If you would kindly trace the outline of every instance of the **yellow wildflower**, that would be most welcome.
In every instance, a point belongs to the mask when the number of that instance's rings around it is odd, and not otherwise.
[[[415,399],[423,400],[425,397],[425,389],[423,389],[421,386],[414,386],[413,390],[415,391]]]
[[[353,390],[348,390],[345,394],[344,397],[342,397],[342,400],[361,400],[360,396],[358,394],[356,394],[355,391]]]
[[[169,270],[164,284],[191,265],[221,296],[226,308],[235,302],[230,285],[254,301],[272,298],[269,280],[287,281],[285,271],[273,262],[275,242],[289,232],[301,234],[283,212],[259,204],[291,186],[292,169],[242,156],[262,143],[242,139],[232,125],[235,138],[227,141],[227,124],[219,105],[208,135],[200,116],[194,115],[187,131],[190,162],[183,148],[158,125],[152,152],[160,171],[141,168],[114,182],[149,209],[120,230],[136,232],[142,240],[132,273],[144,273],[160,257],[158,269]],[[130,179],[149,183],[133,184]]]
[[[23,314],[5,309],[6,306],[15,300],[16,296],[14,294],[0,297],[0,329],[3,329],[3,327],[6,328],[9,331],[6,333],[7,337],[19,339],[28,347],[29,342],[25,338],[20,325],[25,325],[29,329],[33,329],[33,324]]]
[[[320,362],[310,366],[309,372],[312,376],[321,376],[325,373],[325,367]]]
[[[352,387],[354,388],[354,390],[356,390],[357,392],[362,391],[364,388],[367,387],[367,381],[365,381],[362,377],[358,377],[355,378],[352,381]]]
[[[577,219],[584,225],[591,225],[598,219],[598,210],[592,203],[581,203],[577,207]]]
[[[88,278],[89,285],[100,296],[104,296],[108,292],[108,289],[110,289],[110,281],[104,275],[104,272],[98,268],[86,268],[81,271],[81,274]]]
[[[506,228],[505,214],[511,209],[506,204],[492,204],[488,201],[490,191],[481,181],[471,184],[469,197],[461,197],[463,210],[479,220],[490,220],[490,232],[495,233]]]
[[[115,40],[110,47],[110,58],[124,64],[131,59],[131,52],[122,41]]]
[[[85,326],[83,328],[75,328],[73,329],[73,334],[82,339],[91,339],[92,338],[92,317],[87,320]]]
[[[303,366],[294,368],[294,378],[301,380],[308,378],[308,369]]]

EXERCISE GOAL>
Go through the material above, and wherever a line holds the word "every", copy it.

TASK RESULT>
If you would kindly trace the outline of every instance of the **yellow wildflower**, that would be most welcome.
In every instance, a point belongs to the mask when the number of that instance's rings around it is odd, and not otherwise.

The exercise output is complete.